### Excerto do documento
+++

Segundo a perspetiva do hotel
O hotel perdeu visibilidade na experiência do utilizador, o que pode ser comprovado da seguinte forma:
- Redução de 30% nos cliques no seu site em mercados afetados pela DMA.
- Redução de 36% de reservas diretas em mercados afetados pela DMA.
Fonte: Mirai. Comparação do volume de tráfego de 3450 hotéis entre os mercados DMA e Não-DMA entre 01.01.24 e 22.04.24.
Apesar de não podermos afirmar o destino destes “cliques perdidos”, dado que a procura existente é um “jogo de soma zero”, a hipótese mais plausível é que a diferença de cliques nos mercados DMA está a ser capturada pelos anunciantes que ganharam visibilidade e destaque no novo formato de resultados, sendo estes intermediários como as OTAs (Booking.com e Expedia, principalmente).
E o Booking.com, não é gatekeeper?
No contexto acima descrito, a questão fundamental é a seguinte. A resposta é: “de momento, não”.
Atualização 13 maio 2024: a Comissão Europeia ratificou a Booking.com como gatekeeper. Em 13 de novembro de 2024, a UE notificará a Booking.com das alterações a efetuar na sua plataforma.
No gráfico seguinte, analisamos em pormenor o desenrolar dos acontecimentos:
Analisemos a sequência:
- Dezembro 22:
– Proposta firme para a implementação da DMA.
- Maio 23:
– Proposta para uma avaliação de potenciais gatekeepers por parte da UE.
- Julho 23:
– Autoexclusão do Booking.com como gatekeeper.
- Setembro 23:
– Confirmação da lista de gatekeepers pela UE (exclui Booking.com).
– Arranca o período de 6 meses para a implementação da normativa DMA.
- Janeiro 24:
– 19/01/24: a Google implementa alterações de DMA que afetam o Google Hotel Ads em 90% do tráfego nos mercados de DMA.
- Março 24:
– 01/03/2024: A Booking notifica a UE do seu potencial estatuto de gatekeeper. A UE dispõe de 45 dias úteis para ratificar ou não a notificação.
-07/03/2024: a Google implementa as alterações impostas pela DMA em 100% do tráfego.
– 25/03/2024: após 18 dias de aplicação integral, a UE abre uma investigação contra a Google e outras plataformas por incumprimento da diretiva DMA.

+++

### A realizar
1. Segundo o excerto, por que razão é mais plausível que os cliques perdidos pelos hotéis nos mercados DMA estejam a ser captados por intermediários como as OTAs? Responda em até três frases.
2. Reproduza o trecho do excerto que começa em "Segundo a perspetiva" e termina em "01.01.24 e 22.04.24.".

### Dados fornecidos
+++

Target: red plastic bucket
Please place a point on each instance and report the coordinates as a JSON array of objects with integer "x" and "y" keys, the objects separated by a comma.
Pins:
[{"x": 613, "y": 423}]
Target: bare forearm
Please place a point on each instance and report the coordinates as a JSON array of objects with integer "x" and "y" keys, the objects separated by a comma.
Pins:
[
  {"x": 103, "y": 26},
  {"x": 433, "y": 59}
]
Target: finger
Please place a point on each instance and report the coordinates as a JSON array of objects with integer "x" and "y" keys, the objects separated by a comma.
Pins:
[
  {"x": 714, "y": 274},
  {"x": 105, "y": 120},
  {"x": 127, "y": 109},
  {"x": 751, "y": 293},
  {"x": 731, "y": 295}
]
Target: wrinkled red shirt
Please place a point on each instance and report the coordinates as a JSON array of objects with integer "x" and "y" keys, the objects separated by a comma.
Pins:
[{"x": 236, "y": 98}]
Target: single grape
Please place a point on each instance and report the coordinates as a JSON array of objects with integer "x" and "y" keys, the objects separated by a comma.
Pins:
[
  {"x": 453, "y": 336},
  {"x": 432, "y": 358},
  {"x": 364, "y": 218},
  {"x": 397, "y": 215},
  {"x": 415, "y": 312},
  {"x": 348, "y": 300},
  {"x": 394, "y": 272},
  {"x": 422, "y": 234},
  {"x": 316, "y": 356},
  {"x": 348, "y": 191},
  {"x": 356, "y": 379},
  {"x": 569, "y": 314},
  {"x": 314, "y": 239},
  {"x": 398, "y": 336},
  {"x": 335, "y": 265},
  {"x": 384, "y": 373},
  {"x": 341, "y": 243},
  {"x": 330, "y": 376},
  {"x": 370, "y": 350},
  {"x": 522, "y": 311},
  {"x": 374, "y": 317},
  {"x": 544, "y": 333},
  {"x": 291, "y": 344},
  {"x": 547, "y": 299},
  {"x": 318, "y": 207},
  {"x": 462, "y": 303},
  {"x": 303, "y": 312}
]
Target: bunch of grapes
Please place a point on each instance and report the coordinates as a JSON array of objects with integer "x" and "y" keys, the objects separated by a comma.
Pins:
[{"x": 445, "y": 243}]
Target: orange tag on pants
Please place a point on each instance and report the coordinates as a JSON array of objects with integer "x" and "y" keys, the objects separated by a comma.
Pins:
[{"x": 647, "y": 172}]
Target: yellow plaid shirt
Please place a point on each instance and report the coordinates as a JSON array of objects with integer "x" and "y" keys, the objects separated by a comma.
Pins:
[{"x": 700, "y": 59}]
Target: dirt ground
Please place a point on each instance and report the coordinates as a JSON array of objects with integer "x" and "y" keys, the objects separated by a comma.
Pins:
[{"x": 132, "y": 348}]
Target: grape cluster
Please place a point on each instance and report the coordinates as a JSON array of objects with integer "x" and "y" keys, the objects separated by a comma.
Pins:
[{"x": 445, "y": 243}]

+++

### Respostas corretas
1. Como a procura existente é um "jogo de soma zero", os cliques que o hotel deixou de receber são captados por outros. Os mais prováveis são os anunciantes que ganharam visibilidade e destaque no novo formato de resultados. Estes anunciantes são intermediários como as OTAs, sobretudo a Booking.com e a Expedia.

2.
Segundo a perspetiva do hotel
O hotel perdeu visibilidade na experiência do utilizador, o que pode ser comprovado da seguinte forma:
- Redução de 30% nos cliques no seu site em mercados afetados pela DMA.
- Redução de 36% de reservas diretas em mercados afetados pela DMA.
Fonte: Mirai. Comparação do volume de tráfego de 3450 hotéis entre os mercados DMA e Não-DMA entre 01.01.24 e 22.04.24.